(Records from a dataset)
◇ ◇ ◇ ◇ ◇ ◇ ◇
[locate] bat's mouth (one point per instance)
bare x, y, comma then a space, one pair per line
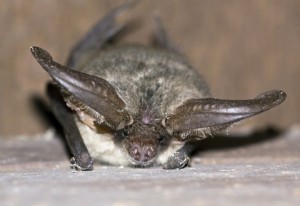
140, 164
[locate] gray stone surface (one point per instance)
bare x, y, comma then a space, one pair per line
251, 169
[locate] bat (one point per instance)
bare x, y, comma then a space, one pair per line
135, 105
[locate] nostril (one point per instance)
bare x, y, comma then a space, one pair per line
136, 153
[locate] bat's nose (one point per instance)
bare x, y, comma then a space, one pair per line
142, 153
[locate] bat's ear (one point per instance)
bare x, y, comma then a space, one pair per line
199, 116
92, 91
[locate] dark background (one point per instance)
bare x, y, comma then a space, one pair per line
242, 48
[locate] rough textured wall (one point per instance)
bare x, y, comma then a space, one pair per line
241, 47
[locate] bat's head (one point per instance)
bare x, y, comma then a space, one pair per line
143, 142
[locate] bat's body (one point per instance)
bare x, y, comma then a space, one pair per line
134, 105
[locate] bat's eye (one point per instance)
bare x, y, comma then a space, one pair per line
125, 133
161, 138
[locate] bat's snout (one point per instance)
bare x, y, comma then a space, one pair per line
142, 152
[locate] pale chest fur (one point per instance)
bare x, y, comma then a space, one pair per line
103, 149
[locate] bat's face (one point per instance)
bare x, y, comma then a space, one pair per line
143, 142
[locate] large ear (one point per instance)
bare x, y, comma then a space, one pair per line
209, 115
93, 91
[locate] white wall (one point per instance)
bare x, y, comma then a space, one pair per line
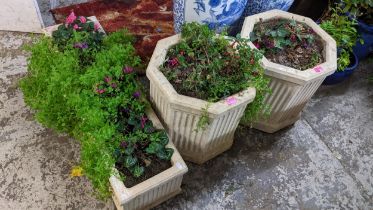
20, 15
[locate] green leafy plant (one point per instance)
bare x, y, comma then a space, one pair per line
73, 24
342, 29
212, 67
98, 102
282, 41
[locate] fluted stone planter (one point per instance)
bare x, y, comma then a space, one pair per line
291, 88
154, 190
180, 114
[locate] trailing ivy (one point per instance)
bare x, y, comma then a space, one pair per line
91, 92
213, 67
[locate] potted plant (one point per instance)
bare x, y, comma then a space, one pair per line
362, 10
298, 55
84, 85
200, 84
342, 29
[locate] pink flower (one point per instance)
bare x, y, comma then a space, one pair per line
231, 100
143, 121
318, 69
173, 62
127, 70
107, 79
100, 91
71, 18
82, 19
114, 85
137, 94
97, 26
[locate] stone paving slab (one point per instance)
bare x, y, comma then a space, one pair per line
342, 115
312, 165
293, 169
35, 162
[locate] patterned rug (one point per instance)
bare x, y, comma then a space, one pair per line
148, 20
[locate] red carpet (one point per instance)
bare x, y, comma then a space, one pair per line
148, 20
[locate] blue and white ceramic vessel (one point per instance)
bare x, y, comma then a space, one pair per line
258, 6
215, 13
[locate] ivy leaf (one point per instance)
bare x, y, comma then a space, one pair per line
129, 150
153, 148
282, 32
132, 120
138, 171
163, 138
148, 128
130, 161
165, 154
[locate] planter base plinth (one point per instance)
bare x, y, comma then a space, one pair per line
274, 127
202, 157
156, 203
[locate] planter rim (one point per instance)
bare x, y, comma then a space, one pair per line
153, 72
291, 74
178, 168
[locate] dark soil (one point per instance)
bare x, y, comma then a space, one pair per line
157, 166
300, 57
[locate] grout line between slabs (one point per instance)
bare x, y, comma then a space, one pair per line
345, 169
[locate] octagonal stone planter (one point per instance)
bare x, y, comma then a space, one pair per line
291, 88
154, 190
180, 114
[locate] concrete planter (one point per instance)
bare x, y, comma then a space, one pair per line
180, 114
291, 88
154, 190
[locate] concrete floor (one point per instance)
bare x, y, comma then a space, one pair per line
323, 162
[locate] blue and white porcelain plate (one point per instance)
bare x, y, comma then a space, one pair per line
258, 6
215, 13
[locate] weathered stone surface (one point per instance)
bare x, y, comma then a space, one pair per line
291, 88
35, 162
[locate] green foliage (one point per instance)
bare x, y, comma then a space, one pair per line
358, 7
65, 32
280, 34
342, 29
94, 96
212, 67
284, 38
203, 121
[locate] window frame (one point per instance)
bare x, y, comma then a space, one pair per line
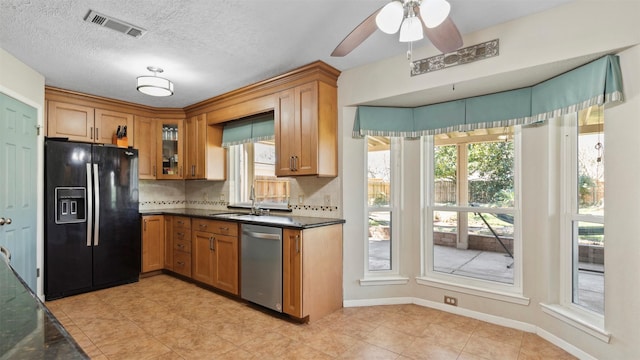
570, 211
391, 276
486, 288
238, 155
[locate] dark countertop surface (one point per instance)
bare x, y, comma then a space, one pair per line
27, 329
285, 221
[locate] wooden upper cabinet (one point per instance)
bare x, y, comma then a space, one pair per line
205, 157
107, 123
146, 143
84, 123
195, 143
306, 130
75, 122
170, 149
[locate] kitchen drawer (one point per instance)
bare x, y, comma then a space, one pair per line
181, 234
181, 222
216, 227
182, 263
182, 245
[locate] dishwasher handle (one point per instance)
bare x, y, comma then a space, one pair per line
262, 235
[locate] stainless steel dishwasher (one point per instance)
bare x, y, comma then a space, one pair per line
261, 265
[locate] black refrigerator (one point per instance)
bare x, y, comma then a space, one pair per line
92, 224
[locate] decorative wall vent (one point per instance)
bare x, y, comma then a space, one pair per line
462, 56
112, 23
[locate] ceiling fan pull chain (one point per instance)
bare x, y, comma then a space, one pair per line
410, 56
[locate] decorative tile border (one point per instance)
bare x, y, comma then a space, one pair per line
462, 56
198, 203
313, 207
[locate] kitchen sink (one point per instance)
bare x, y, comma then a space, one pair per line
225, 215
266, 219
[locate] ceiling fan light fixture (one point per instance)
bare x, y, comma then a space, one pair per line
154, 85
411, 29
390, 17
434, 12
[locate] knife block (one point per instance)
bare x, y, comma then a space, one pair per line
120, 142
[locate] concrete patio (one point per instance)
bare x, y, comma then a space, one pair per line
493, 266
◇ ◇ ◇ ◇ ◇ ◇ ◇
WRITTEN REQUEST - Everything from the line containing "[locate] green foliage" through the last line of the entries must be repeated verbatim, except pictures.

RESULT -
[locate] green foliage (one point per instance)
bare x, y, comma then a space, one pair per line
358, 7
65, 32
280, 34
342, 29
94, 96
212, 67
284, 38
203, 121
[locate] window frame (one point per instance)
bare x, y, comma then a space, one pair per line
570, 211
391, 276
486, 288
238, 155
[locate] dark countertop surface (one point per instance)
bare x, y, comma then a space, one pair per line
27, 329
285, 221
[locate] wooden upper cabinet (one point per instance)
bare x, y, comma then a space, one pair per line
205, 157
107, 123
146, 143
84, 123
195, 143
306, 130
75, 122
170, 149
[locate] kitchen drawer (one point per instance)
bare x, y, comma then a space, one pair per line
181, 234
181, 222
216, 227
182, 263
182, 245
[locate] dishwasher handle (one point per instance)
bare x, y, comma then a space, one pair per line
262, 235
[locate] stainless steel dishwasher (one point per instance)
bare x, y, comma then a space, one pair per line
261, 265
[locate] black refrigerator (one point per instance)
bare x, y, comma then a space, one pair per line
92, 224
[locate] decorative wall vent (one point per instance)
bare x, y, comma then a space, one pair per line
462, 56
112, 23
[locate] ceiling fan pull chain (one point per instance)
bare x, y, comma then a space, one pair per line
410, 56
[locate] decorative tile border (one point per instance)
bare x, y, comma then a space, one pair per line
462, 56
198, 203
313, 207
[locate] kitchen sink (one point per instance)
bare x, y, comma then a space, one pair per line
225, 215
266, 219
[locate] ceiling fan light fixture (one point per instance)
bare x, y, comma then a space, one pair per line
154, 85
411, 29
390, 17
434, 12
[locate] knife block (one point per instance)
bare x, y, comma then a space, one pair per line
120, 142
[locate] concrete patio (one point per instance)
bare x, y, comma then a space, one pair per line
493, 266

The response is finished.